**DATA EXCERPTS**

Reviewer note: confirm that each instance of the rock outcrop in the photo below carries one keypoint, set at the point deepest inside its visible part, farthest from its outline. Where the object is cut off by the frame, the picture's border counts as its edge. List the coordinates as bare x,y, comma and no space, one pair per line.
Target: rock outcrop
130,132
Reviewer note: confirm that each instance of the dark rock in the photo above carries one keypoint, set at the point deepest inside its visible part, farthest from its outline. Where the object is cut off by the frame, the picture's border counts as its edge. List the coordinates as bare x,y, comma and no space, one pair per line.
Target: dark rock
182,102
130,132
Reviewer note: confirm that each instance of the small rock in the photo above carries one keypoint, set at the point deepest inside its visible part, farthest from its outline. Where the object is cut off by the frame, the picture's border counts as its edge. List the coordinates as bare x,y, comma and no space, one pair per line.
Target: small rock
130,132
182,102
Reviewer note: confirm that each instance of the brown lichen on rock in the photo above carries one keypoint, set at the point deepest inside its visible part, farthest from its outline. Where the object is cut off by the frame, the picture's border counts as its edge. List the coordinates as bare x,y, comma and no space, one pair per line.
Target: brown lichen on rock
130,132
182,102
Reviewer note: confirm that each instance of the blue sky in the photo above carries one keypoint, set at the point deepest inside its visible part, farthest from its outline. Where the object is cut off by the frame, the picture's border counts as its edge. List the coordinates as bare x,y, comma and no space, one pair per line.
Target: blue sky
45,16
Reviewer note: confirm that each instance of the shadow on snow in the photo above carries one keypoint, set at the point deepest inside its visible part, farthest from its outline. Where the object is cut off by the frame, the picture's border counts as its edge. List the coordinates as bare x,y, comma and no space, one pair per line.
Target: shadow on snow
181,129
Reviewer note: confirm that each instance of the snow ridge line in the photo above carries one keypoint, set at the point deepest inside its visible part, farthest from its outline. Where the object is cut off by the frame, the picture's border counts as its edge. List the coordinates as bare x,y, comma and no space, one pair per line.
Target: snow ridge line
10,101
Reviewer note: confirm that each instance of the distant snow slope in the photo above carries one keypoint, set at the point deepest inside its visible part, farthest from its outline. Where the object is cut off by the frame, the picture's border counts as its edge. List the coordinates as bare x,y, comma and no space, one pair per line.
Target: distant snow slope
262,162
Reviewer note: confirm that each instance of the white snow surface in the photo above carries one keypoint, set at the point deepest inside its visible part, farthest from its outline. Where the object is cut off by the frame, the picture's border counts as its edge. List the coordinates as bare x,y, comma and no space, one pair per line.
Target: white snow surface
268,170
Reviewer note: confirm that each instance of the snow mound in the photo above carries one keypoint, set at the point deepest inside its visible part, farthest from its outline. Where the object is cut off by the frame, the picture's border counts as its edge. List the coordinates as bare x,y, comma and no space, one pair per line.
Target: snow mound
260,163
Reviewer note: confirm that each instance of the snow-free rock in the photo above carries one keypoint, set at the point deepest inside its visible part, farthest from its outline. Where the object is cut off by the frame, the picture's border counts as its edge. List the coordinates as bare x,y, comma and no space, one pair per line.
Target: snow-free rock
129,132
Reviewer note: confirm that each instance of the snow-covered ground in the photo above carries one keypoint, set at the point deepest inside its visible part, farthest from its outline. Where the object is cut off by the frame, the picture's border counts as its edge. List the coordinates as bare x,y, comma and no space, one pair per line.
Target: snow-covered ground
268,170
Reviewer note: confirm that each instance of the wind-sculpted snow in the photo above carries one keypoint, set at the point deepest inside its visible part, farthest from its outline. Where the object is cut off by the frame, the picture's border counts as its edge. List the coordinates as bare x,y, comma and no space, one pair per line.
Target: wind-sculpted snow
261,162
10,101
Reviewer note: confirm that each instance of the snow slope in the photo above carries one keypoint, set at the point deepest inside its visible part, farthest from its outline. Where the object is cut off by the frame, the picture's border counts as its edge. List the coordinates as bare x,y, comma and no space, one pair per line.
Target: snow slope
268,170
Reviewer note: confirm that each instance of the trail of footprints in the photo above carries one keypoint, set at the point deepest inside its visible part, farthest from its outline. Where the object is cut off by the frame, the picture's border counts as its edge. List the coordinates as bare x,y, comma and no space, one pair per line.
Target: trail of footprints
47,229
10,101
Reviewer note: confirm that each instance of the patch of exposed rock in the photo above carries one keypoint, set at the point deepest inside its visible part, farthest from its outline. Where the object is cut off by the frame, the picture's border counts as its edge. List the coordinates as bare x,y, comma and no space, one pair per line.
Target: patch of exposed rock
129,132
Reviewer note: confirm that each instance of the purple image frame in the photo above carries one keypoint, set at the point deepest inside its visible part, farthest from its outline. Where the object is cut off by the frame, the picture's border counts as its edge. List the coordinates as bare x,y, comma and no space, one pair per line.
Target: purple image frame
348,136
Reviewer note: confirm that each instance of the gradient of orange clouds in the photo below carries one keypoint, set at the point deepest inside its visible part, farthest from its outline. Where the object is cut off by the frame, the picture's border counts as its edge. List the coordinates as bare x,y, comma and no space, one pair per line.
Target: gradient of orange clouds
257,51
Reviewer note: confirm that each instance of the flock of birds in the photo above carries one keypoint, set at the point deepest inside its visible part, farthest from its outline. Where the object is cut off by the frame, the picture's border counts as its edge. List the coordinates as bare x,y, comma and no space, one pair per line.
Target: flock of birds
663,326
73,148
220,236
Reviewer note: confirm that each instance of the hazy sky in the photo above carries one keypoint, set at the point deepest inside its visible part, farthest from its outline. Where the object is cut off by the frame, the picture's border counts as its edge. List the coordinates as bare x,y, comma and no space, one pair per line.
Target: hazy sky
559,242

**YOUR INSTRUCTIONS**
Reproduce only the lines running from the one that contains "Reviewer note: confirm that each instance of the patch" to the last line of the records.

**WRITTEN ANSWER**
Reviewer note: confirm that each instance of the patch of exposed rock in the photo above carries one keypoint, set at the point deepest inside its visible part, farthest from its outline. Where the object is cut off by the frame, the picture's border counts as its edge. List the coordinates as bare x,y, comma and no space, one pair per line.
Target: patch of exposed rock
129,132
Reviewer note: confirm that each instance of the purple image frame in the photo above carries one keypoint, set at the point deepest inside its visible part, farthest from its outline. Where the object is cut off by the frame, the picture's border counts as its edge. List the coordinates as bare x,y, comma and no space, one pair per line.
Target: purple image frame
348,136
Reviewer note: confirm that each instance of the gradient of orange clouds in the photo below carries one keypoint, set at the point deepest inside its visible part, farthest from its outline. Where the object is cut off by the frame, the picture's border counts as its edge. List the coordinates as bare x,y, comma and no space, one pair per line.
Target: gradient of orange clouds
257,51
Reviewer note: confirm that each instance of the flock of birds in the photo above carries one keypoint, set at the point deepest inside its visible part, farthest from its outline. Where the object is cut off by the frame, the picture's border counts as its edge. List the coordinates as bare x,y, comma and no space, one pair per line.
Target: flock of birds
663,326
73,148
220,236
Reviewer note: confirm that each instance of the hazy sky in the photo above carries one keypoint, set at the point deepest inside its visible part, farthest from its outline. Where the object is cut off by the frame, the picture's border counts as its edge. List the coordinates as bare x,y, comma and no space, one pair per line.
Target: hazy sky
559,242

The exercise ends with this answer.